REQUIRED ACTION 1. Reproduce part of the passage on the Dublin procedure word for word, beginning at the words "At the country level, France" and stopping after "the country level.".
REQUIRED ACTION 2. Take the text on the Dublin procedure further, picking up right after its final sentence.

PASSAGE.
────────
The potential future of the Dublin procedure was highlighted in 2020 with the presentation of the European Commission’s new Pact on Migration and Asylum and the Proposal for a Regulation on Asylum and Migration Management. The pact aims to replace the Dublin system with a common framework that, in addition to effective mechanisms for determining the Member State responsible for an asylum application, will include a new comprehensive mechanism for continued solidarity on the basis of streamlined criteria.  

Based on data exchanged through EASO’s Early Warning and Preparedness System (EPS), in 2020, 95,000 decisions were issued in response to outgoing Dublin requests. This represented a decrease by one-third compared to 2019 and was in line with the scale of the decrease in the number of asylum applications lodged in 2020. Indeed, the ratio of received Dublin decisions to lodged asylum applications was 20%, which was similar to 2019.

At the country level, France and Germany continued to receive the most decisions on their requests for another country to take responsibility, jointly accounting for over three-fifths of the EU+ total. The overall acceptance rate for decisions on Dublin requests in 2020, measured by the proportion of decisions accepting responsibility out of all decisions issued, was 56%, showing a continued decrease for the third successive year at the EU+ level and in most Dublin Member States. Nonetheless, there were large differences in acceptance rates at the country level.
────────
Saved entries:
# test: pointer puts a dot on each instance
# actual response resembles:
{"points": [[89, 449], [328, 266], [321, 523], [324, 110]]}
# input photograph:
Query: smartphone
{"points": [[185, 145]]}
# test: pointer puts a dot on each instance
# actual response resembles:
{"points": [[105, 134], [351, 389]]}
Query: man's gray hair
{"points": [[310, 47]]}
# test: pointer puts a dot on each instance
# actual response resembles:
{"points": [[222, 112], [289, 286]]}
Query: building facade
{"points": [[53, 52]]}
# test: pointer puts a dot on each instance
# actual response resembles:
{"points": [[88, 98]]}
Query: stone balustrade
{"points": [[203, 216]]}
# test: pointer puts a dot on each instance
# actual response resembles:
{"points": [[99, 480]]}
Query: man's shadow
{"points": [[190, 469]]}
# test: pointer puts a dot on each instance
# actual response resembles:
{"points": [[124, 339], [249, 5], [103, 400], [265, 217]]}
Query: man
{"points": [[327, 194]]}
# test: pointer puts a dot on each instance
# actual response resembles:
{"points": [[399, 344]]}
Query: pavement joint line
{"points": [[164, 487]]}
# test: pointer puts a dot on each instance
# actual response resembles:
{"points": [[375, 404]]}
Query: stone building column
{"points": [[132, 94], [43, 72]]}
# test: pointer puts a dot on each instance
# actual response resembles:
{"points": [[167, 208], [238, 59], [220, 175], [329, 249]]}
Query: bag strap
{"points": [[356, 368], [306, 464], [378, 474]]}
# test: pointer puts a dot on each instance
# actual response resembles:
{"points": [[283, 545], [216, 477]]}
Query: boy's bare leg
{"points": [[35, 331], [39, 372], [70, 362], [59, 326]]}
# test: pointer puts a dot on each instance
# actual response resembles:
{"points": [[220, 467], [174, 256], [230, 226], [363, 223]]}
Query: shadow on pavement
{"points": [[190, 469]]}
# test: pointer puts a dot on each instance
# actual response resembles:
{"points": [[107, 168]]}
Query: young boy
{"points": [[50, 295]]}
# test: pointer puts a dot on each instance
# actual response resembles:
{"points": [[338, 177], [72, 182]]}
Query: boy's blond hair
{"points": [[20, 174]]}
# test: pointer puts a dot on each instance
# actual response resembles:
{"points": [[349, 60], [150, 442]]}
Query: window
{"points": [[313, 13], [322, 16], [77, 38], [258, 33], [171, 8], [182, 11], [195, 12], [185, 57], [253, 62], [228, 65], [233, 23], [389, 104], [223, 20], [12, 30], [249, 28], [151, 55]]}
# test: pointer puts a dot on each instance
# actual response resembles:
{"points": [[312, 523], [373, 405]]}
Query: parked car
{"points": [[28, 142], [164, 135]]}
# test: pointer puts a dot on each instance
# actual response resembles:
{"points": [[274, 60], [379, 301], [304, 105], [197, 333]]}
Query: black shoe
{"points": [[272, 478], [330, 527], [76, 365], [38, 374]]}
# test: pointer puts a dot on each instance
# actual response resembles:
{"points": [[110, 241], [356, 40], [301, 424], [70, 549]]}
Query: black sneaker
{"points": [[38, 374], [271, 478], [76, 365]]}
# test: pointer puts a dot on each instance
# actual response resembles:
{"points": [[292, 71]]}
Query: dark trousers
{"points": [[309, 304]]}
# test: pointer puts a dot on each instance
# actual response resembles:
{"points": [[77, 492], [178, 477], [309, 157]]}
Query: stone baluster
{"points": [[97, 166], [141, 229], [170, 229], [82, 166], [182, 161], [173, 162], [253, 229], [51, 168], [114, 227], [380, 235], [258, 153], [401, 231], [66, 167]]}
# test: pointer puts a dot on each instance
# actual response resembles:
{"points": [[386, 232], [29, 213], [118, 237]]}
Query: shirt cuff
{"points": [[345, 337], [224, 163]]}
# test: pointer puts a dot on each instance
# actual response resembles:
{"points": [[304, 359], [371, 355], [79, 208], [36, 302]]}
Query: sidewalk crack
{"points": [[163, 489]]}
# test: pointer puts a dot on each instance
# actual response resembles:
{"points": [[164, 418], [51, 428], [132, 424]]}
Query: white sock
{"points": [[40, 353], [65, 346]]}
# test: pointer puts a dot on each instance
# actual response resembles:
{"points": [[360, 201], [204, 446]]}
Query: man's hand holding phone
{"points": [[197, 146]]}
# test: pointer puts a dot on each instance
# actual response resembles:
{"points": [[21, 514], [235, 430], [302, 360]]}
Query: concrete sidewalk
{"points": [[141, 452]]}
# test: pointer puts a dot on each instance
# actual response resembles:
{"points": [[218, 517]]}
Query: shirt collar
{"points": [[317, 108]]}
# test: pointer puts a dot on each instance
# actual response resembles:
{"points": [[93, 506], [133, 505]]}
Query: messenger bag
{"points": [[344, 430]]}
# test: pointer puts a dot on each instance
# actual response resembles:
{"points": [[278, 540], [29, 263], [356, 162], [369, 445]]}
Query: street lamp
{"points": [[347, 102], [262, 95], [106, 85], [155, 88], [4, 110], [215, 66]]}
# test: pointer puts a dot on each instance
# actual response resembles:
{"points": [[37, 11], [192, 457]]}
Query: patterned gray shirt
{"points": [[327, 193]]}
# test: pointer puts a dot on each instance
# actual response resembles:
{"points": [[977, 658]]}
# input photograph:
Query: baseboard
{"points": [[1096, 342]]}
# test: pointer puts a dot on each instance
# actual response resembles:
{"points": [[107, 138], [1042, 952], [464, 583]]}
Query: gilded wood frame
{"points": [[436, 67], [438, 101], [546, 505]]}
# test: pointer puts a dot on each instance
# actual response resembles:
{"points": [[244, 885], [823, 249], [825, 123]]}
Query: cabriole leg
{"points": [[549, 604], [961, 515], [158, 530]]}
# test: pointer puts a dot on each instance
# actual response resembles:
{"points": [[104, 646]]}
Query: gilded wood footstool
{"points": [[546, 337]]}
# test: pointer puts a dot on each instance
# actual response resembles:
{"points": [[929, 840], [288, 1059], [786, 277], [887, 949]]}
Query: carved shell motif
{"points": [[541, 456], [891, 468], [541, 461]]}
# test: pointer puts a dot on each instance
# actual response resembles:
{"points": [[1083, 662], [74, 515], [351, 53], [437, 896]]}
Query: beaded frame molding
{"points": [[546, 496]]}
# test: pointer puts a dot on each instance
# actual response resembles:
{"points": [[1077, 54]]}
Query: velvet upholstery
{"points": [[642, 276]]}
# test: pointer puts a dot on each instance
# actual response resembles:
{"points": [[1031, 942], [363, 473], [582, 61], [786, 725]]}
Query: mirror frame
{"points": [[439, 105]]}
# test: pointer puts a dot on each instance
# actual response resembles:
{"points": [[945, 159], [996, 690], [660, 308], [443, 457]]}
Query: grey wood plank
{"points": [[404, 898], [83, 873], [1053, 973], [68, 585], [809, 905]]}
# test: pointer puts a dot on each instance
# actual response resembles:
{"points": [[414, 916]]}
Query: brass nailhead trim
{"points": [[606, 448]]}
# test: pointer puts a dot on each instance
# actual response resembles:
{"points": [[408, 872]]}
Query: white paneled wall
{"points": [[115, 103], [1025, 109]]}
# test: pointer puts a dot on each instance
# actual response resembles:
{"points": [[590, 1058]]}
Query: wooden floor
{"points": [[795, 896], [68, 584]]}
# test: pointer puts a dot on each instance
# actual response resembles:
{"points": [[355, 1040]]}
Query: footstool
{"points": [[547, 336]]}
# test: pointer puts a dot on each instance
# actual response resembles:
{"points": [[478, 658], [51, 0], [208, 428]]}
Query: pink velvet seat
────────
EXERCISE ANSWER 1.
At the country level, France and Germany continued to receive the most decisions on their requests for another country to take responsibility, jointly accounting for over three-fifths of the EU+ total. The overall acceptance rate for decisions on Dublin requests in 2020, measured by the proportion of decisions accepting responsibility out of all decisions issued, was 56%, showing a continued decrease for the third successive year at the EU+ level and in most Dublin Member States. Nonetheless, there were large differences in acceptance rates at the country level.

EXERCISE ANSWER 2.
Among other significant developments at the European level, the discretionary clause in the Dublin III Regulation, Article 17(2) was the basis of the relocation scheme for 1,600 unaccompanied children and children with severe medical conditions and other vulnerabilities with their families from Greece to other Member States. The clause was also used in continued relocations after disembarkations from search and rescue operations in Italy and Malta. 

Article 17(1) of the Dublin Regulation, another discretionary clause, was invoked just over 4,700 times in 2020, declining sharply by almost one-third compared to 2019. Under this clause, a Member State may decide to examine an application for international protection, even if it is not its responsibility under the criteria in the Dublin III Regulation. In 2020, reasons for doing so included the number of COVID-19 cases in a particular country.

Naturally, the COVID-19 pandemic and emergency measures implemented by EU+ countries made Dublin transfers difficult. Overall, about 13,600 transfers were completed, representing one-half of the number of transfers in 2019. The number decreased in March 2020 and then dropped to even lower levels from April to June 2020. As of July 2020, the implementation of transfers gradually started to rise, but the monthly number of transfers did not return to pre-COVID-19 levels later in the year. Four countries – France, Germany, Greece and the Netherlands – implemented over three-quarters of all transfers.

National courts received many appeals related to transfer modalities and time limits, with many of them related to the calculation of transfer time limits in light of the COVID-19 pandemic.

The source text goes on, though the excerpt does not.